What the task asks >> Starting at the line that contains "Return each bounding", restate each line word for word through the final line of the data, keeping both ends.

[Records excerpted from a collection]
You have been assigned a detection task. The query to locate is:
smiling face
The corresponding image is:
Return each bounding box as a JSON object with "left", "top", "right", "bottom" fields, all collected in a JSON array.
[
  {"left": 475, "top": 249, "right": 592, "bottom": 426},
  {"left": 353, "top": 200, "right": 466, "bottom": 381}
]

Expected answer >>
Return each bounding box as a JSON object with "left", "top", "right", "bottom" fields, all collected in a JSON array.
[
  {"left": 475, "top": 249, "right": 592, "bottom": 426},
  {"left": 353, "top": 200, "right": 466, "bottom": 381}
]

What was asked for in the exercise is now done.